> INSTRUCTIONS TO FOLLOW: In this exercise, set down every entry that follows exactly as it appears.

(Referring expression data)
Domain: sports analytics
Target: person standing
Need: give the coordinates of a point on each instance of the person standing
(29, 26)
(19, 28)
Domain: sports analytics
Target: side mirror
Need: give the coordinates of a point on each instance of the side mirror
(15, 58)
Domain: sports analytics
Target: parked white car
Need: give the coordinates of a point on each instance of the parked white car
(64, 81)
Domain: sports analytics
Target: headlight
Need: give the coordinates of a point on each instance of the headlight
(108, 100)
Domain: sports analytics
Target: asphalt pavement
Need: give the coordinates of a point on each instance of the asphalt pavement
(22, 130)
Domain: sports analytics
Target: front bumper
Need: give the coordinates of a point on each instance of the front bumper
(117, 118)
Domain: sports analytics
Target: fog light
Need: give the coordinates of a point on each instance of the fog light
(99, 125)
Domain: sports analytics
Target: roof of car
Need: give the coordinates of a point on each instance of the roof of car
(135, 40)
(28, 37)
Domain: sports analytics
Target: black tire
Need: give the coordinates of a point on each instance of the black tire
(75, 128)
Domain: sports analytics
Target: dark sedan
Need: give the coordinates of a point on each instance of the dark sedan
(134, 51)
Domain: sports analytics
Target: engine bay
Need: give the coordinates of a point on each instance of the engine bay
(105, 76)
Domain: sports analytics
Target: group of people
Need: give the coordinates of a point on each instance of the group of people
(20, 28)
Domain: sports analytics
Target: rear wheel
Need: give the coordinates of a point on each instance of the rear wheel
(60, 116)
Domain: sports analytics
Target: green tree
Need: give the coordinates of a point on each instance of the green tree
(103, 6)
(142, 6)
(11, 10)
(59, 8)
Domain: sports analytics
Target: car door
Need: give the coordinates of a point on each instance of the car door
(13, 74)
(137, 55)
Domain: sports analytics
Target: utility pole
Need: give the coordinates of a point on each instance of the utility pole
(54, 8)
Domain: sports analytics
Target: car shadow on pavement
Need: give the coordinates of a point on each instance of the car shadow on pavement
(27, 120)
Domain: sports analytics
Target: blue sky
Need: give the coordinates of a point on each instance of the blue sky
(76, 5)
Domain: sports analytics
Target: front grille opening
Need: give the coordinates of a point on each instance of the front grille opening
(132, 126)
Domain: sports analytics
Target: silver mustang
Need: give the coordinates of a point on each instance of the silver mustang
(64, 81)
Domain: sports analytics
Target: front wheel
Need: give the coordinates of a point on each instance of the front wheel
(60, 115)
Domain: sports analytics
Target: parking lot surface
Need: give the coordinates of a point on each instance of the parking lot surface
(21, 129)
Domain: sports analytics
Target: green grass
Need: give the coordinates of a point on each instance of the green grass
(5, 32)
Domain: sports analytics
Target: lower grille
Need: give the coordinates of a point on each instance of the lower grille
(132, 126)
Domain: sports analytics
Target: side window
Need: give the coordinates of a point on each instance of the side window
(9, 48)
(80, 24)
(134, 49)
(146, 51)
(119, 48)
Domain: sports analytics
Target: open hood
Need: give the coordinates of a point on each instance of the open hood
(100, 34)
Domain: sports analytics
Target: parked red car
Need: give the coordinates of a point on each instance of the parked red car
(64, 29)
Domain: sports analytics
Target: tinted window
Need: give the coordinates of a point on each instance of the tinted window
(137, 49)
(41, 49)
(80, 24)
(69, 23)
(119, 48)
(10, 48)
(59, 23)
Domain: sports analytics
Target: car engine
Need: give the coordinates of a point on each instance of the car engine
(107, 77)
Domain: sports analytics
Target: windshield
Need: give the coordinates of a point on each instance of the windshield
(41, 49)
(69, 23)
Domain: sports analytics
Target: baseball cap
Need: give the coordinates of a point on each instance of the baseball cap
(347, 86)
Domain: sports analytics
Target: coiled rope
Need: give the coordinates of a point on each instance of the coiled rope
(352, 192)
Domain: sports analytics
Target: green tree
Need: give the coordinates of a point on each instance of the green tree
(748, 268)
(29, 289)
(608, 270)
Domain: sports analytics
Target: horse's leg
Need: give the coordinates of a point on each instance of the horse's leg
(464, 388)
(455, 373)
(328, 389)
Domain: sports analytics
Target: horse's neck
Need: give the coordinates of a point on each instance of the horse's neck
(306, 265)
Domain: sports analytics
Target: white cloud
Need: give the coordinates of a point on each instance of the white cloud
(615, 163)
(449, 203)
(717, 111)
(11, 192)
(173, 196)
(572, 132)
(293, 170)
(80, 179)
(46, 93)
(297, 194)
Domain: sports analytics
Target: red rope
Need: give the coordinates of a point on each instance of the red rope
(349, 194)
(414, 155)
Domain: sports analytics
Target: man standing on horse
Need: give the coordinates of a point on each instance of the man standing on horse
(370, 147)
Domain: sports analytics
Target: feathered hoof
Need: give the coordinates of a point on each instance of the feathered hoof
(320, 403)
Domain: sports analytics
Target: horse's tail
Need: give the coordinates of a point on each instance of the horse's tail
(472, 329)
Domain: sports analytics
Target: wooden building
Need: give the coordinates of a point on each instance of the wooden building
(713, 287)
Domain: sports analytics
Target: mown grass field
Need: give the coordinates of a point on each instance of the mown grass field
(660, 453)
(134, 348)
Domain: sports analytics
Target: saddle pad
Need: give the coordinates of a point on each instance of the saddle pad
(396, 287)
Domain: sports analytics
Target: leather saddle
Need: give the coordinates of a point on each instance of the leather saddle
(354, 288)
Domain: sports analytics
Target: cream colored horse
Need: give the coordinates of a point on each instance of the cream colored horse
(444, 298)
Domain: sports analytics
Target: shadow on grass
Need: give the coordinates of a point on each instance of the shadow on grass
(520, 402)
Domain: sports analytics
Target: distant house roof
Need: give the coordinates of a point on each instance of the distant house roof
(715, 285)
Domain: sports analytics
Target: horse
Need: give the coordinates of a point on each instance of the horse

> ANSWER FOR THE TASK:
Domain: sports analytics
Target: person standing
Need: give the coordinates of a point on each instance of the person standing
(29, 26)
(19, 28)
Domain: sports analytics
Target: side mirror
Need: give the coordinates of a point on each instance of the side mirror
(15, 58)
Domain: sports analytics
Target: parked white car
Need: give the coordinates of a point on each instance of the parked white car
(64, 81)
Domain: sports analytics
Target: headlight
Need: give the coordinates of a point on each instance of the headlight
(108, 100)
Domain: sports analytics
Target: asphalt pavement
Need: give the coordinates of a point on each instance of the asphalt pavement
(22, 130)
Domain: sports analytics
Target: front bumper
Need: give the coordinates of a point on each instance of the front bumper
(117, 118)
Domain: sports analytics
Target: fog light
Need: give the coordinates of a point on each instance of the fog light
(99, 125)
Domain: sports analytics
Target: roof of car
Need: give the coordinates of a point on each instance of the roof of car
(135, 40)
(28, 37)
Domain: sports analytics
Target: black tire
Need: give the coordinates of a point on each instance of the black tire
(75, 128)
Domain: sports analytics
Target: dark sedan
Need: give the coordinates of a point on each instance of the dark sedan
(134, 51)
Domain: sports analytics
Target: engine bay
Need: give the coordinates of a point on each instance of the engine bay
(105, 76)
Domain: sports analytics
Target: group of people
Need: give the coordinates of a point on each instance of the group of people
(20, 28)
Domain: sports analytics
Target: rear wheel
Need: give the coordinates of a point on each instance of the rear wheel
(60, 116)
Domain: sports analytics
Target: green tree
Need: give the coordinates of a point on each instance of the green tree
(103, 6)
(142, 6)
(11, 10)
(59, 8)
Domain: sports analytics
Target: car door
Need: give the coordinates of a point on each instance of the car door
(13, 74)
(137, 55)
Domain: sports analytics
Target: utility pole
Need: give the coordinates of a point on each instance of the utility pole
(54, 8)
Domain: sports analytics
Target: car shadow on pavement
Need: give the coordinates of a point on each instance of the car shadow on pavement
(27, 120)
Domain: sports analytics
Target: blue sky
Need: give the coordinates of a point on each instance of the blue sky
(76, 5)
Domain: sports analytics
Target: front grille opening
Need: give the coordinates of a point on each instance of the front grille opening
(132, 126)
Domain: sports analytics
Target: silver mustang
Need: give the coordinates of a point on each instance of the silver mustang
(64, 81)
Domain: sports analytics
Target: front wheel
Need: give the coordinates of a point on each instance of the front wheel
(60, 115)
Domain: sports analytics
Target: parking lot surface
Need: give the coordinates of a point on each instance of the parking lot surface
(21, 129)
Domain: sports analytics
Target: green grass
Need: give the coordinates of a point on each instance of the green grass
(5, 32)
Domain: sports analytics
Target: lower grille
Need: give the coordinates of a point on each instance of the lower grille
(132, 126)
Domain: sports analytics
Target: side window
Need: give the coordinates of a point on each instance of the side window
(9, 48)
(80, 24)
(134, 49)
(146, 51)
(119, 48)
Domain: sports analytics
Target: open hood
Need: give the coordinates of a point on each instance of the open hood
(100, 34)
Domain: sports analytics
Target: parked red car
Need: give the coordinates of a point on each instance of the parked red car
(64, 29)
Domain: sports analytics
Target: tinted window
Need: give the coordinates of a point on each instance of the tinted window
(137, 49)
(41, 49)
(80, 24)
(69, 23)
(119, 48)
(10, 48)
(59, 23)
Domain: sports analytics
Target: car engine
Need: give the coordinates of a point on each instance of the car engine
(107, 77)
Domain: sports analytics
Target: windshield
Need: give the coordinates of a point on each instance of the windshield
(41, 49)
(69, 23)
Domain: sports analytics
Target: baseball cap
Need: give the coordinates of a point on each instance of the baseball cap
(347, 86)
Domain: sports analytics
Target: coiled rope
Need: give the coordinates of a point on each instance of the coiled rope
(352, 192)
Domain: sports analytics
Target: green tree
Need: give the coordinates of a point on each instance of the green tree
(748, 268)
(29, 289)
(608, 270)
Domain: sports analytics
Target: horse's leg
Need: give the coordinates of a point on each instance of the horse's leg
(464, 388)
(455, 373)
(328, 389)
Domain: sports analytics
Target: horse's neck
Need: give the coordinates of a point on each instance of the horse's neck
(306, 265)
Domain: sports analytics
Target: white cloud
Need: give the coordinates of a point on each instance of the white cloud
(615, 163)
(449, 203)
(717, 111)
(11, 192)
(173, 196)
(572, 132)
(293, 170)
(80, 179)
(46, 93)
(297, 194)
Domain: sports analytics
Target: red rope
Need: give the coordinates of a point on each instance of the red rope
(349, 194)
(414, 155)
Domain: sports analytics
Target: man standing on horse
Need: give the coordinates of a point on each instance of the man standing on horse
(370, 147)
Domain: sports analytics
Target: feathered hoof
Need: give the coordinates of a point on each instance of the feathered hoof
(320, 403)
Domain: sports analytics
Target: horse's tail
Need: give the coordinates of a point on each instance of the horse's tail
(472, 329)
Domain: sports analytics
Target: wooden building
Need: give the coordinates of a point on each instance of the wooden building
(713, 287)
Domain: sports analytics
Target: mown grass field
Need: give the coordinates of a point on each instance of the mown grass field
(660, 453)
(134, 348)
Domain: sports analytics
Target: saddle pad
Need: give the coordinates of a point on each instance of the saddle pad
(396, 287)
Domain: sports analytics
Target: leather saddle
Need: give the coordinates of a point on each instance of the leather saddle
(354, 288)
Domain: sports analytics
Target: cream colored horse
Need: give the coordinates of a point on each instance of the cream colored horse
(444, 298)
Domain: sports analytics
Target: shadow on grass
Need: give the coordinates of a point on each instance of the shadow on grass
(520, 402)
Domain: sports analytics
Target: distant house roof
Need: give the coordinates of a point on each instance of the distant house roof
(715, 285)
Domain: sports analytics
Target: horse
Need: give the coordinates of a point on each instance of the horse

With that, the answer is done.